→ Pasaje dado
● ● ● ● ● ● ●
Esta ciencia escolástica y patrística es la principal cualidad que descubrimos en los sermones que se conservan del santo, sermones que apenas creeríamos suyos, si no estuviéramos seguros de su autenticidad. No faltan en ellos distinciones ingeniosas, bellas interpretaciones de los textos bíblicos y símiles que revelan una atenta observación de la Naturaleza; pero el corazón ardiente que incendió en el amor de Cristo al mundo occidental del siglo XIII parece ausente de aquellas páginas. Son discursos fríos, sutiles, académicos y hasta afeados por ciertos ribetes de preciosismo escolar: más «angélicos» que «seráficos». Vemos un San Antonio demasiado preocupado de las exquisiteces de la rima y el movimiento rítmico del período. Es una elocuencia de bufete o de cátedra, no la formidable elocuencia popular que arrebata a las poblaciones de Francia y de Italia. Esta permanecerá siempre desconocida para nosotros; aunque podemos verla reflejada en los efectos. Y los efectos fueron prodigiosos; efectos de la elocuencia y de la santidad. La elocuencia ponía el encanto de la palabra; la santidad escondía en la palabra una fuerza divina cuyo ímpetu excede a toda fuerza natural. La santidad del taumaturgo estallaba en obras maravillosas y en palabras espléndidas; se exteriorizaba en sus gestos, en su actitud, en los movimientos de su cuerpo, en todo aquel conjunto de grandeza y de serenidad, de veracidad y de energía, de austeridad y de compasión que se adueñaba de los corazones con una violencia tan dulce como irresistible. En cierto modo, su oratoria era todo su ser, abrasado en el amor de Dios y del hombre.
● ● ● ● ● ● ●
→ Material proporcionado
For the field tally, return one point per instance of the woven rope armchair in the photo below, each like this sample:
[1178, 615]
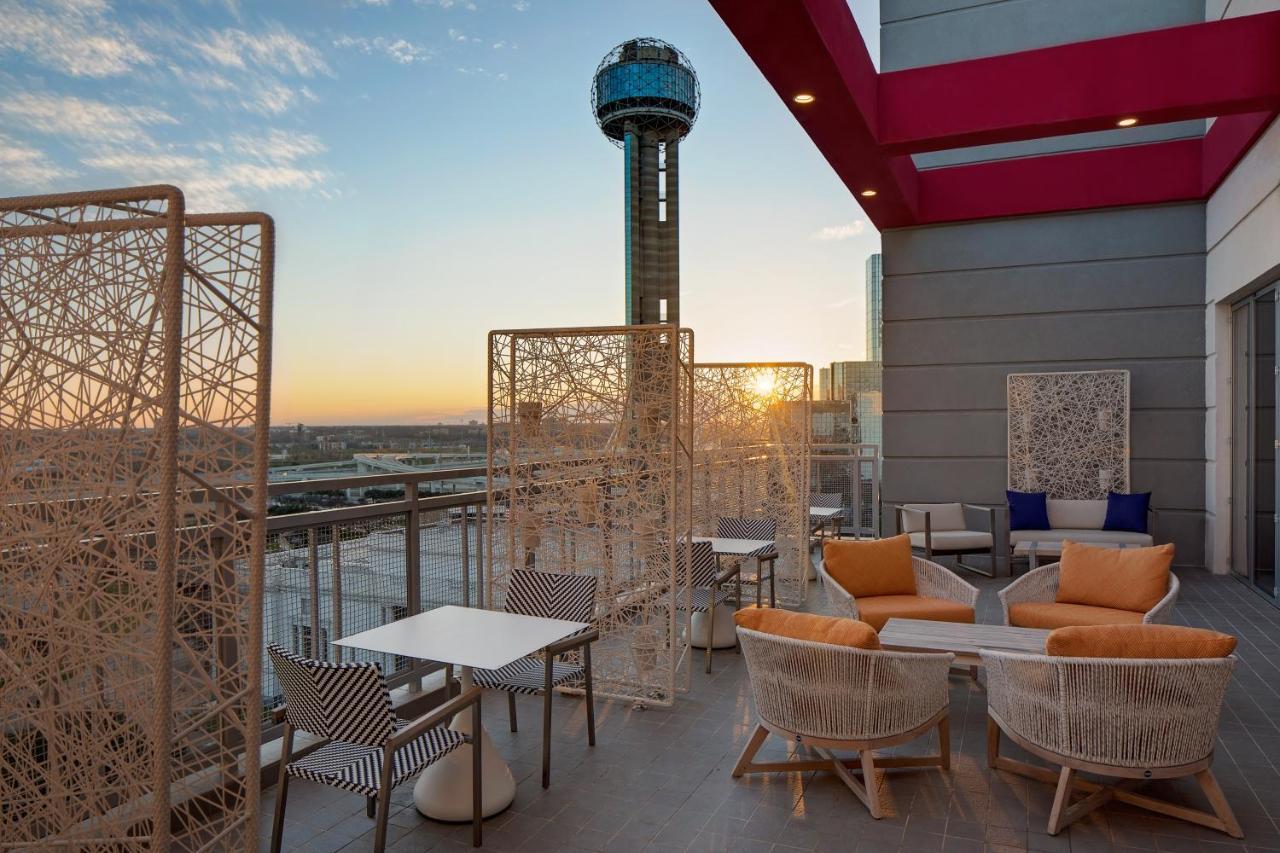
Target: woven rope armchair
● ● ● ● ● ● ●
→ Tareas escritas
a) Según el pasaje dado, ¿cuál es la principal cualidad de los sermones que se conservan del santo?
b) Enumera todas las cualidades que, según el pasaje dado, formaban el conjunto que se adueñaba de los corazones.

→ Respuestas
a) La ciencia escolástica y patrística.

b) Grandeza, serenidad, veracidad, energía, austeridad y compasión.